### PROBLEM DESCRIPTION
Read the data and repeat it in full, exactly.

================

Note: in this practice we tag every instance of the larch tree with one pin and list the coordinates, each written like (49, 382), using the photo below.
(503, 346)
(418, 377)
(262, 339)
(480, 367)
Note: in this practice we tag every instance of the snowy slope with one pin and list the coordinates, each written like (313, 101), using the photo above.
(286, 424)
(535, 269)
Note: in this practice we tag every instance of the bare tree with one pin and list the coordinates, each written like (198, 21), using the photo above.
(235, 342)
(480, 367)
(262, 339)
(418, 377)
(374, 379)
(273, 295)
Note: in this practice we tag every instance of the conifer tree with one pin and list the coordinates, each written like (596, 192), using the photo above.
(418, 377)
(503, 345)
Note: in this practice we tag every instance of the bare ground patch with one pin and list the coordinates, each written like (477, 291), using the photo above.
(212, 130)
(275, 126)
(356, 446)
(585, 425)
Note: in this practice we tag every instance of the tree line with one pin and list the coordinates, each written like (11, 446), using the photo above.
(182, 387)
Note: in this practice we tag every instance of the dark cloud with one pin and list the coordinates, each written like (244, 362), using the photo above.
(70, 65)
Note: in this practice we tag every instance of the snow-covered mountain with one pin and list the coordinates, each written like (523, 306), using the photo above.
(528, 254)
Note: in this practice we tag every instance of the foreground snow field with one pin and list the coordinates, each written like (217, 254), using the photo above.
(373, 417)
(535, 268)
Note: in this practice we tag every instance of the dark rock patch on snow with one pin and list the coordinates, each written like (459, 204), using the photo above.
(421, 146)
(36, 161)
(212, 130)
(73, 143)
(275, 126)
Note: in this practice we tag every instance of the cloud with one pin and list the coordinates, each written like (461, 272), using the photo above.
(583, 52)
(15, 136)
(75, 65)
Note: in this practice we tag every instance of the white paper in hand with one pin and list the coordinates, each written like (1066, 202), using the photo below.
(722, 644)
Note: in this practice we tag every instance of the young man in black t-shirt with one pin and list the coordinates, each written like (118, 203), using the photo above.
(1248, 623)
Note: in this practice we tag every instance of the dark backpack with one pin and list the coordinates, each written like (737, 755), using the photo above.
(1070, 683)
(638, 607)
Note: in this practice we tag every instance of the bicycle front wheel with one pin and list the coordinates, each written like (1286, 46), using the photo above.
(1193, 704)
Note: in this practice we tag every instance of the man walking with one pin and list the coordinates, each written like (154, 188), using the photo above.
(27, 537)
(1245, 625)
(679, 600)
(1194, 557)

================

### RESULT OF THE TASK
Note: in this practice we tag every instance of the larch tree with one pin and list the coordinates, each written like (49, 382), using the photo below.
(503, 346)
(418, 377)
(262, 339)
(480, 367)
Note: in this practice we tag every instance of the snowy slope with one pin and list the coordinates, each written like (313, 101), using the photo above.
(286, 424)
(535, 269)
Note: in this practice we tag every instance of the bare tree with one pin and list the coordinates, each written like (198, 21), using the photo above.
(235, 342)
(480, 367)
(262, 339)
(418, 377)
(374, 379)
(273, 295)
Note: in this practice we tag every instance of the conifer tree with one pin and list the coordinates, each written like (596, 192), using the photo above.
(418, 377)
(503, 345)
Note: in this practice we tag every instance of the bare ground patch with one pin and list the coordinates, each written like (477, 291), using the photo above.
(212, 130)
(275, 126)
(356, 446)
(585, 425)
Note: in this practice we tag every instance of the tree line with one pin and list the coordinates, each written like (11, 446), using the photo above.
(182, 387)
Note: in this practice we tag every instance of the dark cloud with one pin and list the coordinates, each written like (244, 362), using the photo above.
(70, 65)
Note: in this practice we tag every instance of the snow-covered mountain with one pin and list the coordinates, each written like (523, 306), using the photo above.
(528, 254)
Note: in this practice we tag every instance of the foreground snow field with one pin and list the coordinates, each written like (217, 254), using the photo above.
(373, 417)
(535, 268)
Note: in this practice we tag every instance of the dark rock patch on snow with one pin and list the coordinates, each written like (459, 204), using the photo above.
(421, 146)
(36, 161)
(212, 130)
(73, 143)
(275, 126)
Note: in this practice we tag every instance of the cloud with one pin and list the coordinates, each written like (461, 272), using the photo above.
(583, 52)
(15, 136)
(75, 65)
Note: in this practice we tag every instance of the white paper in hand with one pin and list the coordinates, each written like (1066, 202), using the photo below.
(722, 644)
Note: in this practice we tag every instance of the young man in black t-shirt with one pin and list the coordinates, each written like (118, 203), using the photo above.
(1248, 623)
Note: in this practice we tag every instance of the dark backpack with one pin and list the coordinates, each written like (737, 755), using the photo above.
(1070, 683)
(638, 607)
Note: in this practice we tag every instance of the bicycle front wheel with one pin and list the coordinates, each written like (1286, 46), using the photo above.
(1193, 704)
Note: in this practice we tag every instance of the man walking with one pin and list the coordinates, each written like (154, 188), using the photo above.
(27, 537)
(1245, 625)
(679, 600)
(1194, 557)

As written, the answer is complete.